> _Assignment_:
Retype all of the records precisely.

> _Source records_:
※ ※ ※

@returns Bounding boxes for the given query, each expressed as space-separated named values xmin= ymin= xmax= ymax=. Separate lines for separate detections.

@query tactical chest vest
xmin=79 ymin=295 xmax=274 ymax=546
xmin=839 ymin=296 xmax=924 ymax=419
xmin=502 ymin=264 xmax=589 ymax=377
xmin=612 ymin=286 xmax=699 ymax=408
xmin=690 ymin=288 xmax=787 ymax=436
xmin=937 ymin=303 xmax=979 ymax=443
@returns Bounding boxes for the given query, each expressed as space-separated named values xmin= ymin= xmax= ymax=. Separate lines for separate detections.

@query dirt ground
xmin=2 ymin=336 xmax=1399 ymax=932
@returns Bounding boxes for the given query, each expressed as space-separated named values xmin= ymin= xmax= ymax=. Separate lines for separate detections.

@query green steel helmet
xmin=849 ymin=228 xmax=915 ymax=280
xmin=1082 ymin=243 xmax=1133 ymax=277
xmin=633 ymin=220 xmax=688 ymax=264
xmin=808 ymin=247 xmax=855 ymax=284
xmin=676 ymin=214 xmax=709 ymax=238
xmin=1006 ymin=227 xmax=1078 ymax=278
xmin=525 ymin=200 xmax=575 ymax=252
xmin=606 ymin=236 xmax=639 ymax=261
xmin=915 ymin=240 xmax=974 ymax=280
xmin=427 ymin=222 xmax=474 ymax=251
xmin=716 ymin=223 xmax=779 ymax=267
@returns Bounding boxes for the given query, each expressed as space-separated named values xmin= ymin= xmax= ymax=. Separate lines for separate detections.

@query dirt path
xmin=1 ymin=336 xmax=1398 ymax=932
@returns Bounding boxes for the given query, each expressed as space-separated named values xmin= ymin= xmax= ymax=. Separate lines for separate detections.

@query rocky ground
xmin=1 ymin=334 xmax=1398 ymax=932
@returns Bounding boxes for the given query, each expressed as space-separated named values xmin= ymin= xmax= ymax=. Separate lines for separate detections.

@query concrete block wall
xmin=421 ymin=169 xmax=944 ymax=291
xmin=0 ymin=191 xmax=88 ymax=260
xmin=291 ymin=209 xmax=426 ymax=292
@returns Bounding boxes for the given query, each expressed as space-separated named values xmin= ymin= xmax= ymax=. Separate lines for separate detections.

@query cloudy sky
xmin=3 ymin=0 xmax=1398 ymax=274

※ ※ ※

> _Output for this exercise_:
@returns Bounding boxes for the given query, each expressed as space-separated named values xmin= ymin= xmax= ymax=. Separate lines for separate detections.

@query tactical chest vest
xmin=79 ymin=295 xmax=274 ymax=546
xmin=839 ymin=296 xmax=924 ymax=419
xmin=502 ymin=264 xmax=589 ymax=377
xmin=612 ymin=286 xmax=699 ymax=408
xmin=690 ymin=288 xmax=787 ymax=436
xmin=937 ymin=303 xmax=979 ymax=443
@returns Bounding boxes for the given query, each expressed as space-separated named values xmin= ymin= xmax= ymax=. Separate lines for separate detections.

@query dirt ground
xmin=2 ymin=336 xmax=1399 ymax=932
@returns Bounding boxes for the given query, each expressed as space-separated named values xmin= ymin= xmax= ymax=. Separate lines for separate detections.

@query green steel helmet
xmin=849 ymin=228 xmax=915 ymax=280
xmin=1082 ymin=243 xmax=1133 ymax=277
xmin=633 ymin=220 xmax=688 ymax=264
xmin=808 ymin=247 xmax=855 ymax=284
xmin=676 ymin=214 xmax=709 ymax=238
xmin=1006 ymin=227 xmax=1078 ymax=278
xmin=525 ymin=200 xmax=575 ymax=252
xmin=606 ymin=236 xmax=639 ymax=261
xmin=915 ymin=240 xmax=974 ymax=280
xmin=427 ymin=222 xmax=474 ymax=251
xmin=716 ymin=223 xmax=779 ymax=267
@returns Bounding boxes for the given query, each expressed as space-separated named values xmin= ymin= xmax= ymax=. Separate lines for separate detections.

@query dirt path
xmin=1 ymin=336 xmax=1398 ymax=932
@returns Bounding boxes for the given query, each expressed as space-separated named values xmin= ymin= xmax= ymax=. Separate lines for separate detections.

@query rocky ground
xmin=1 ymin=334 xmax=1398 ymax=932
@returns Bounding boxes for the given query, each expressed as space-separated named values xmin= ymin= xmax= ymax=. Separate lines for separate detections.

@query concrete block wall
xmin=421 ymin=169 xmax=944 ymax=291
xmin=0 ymin=191 xmax=88 ymax=260
xmin=291 ymin=209 xmax=426 ymax=292
@returns Bounding boxes for the given query, each expressed as space-separated named values xmin= ymin= xmax= ymax=. Separate lines for separate detections.

@query cloudy sky
xmin=3 ymin=0 xmax=1398 ymax=274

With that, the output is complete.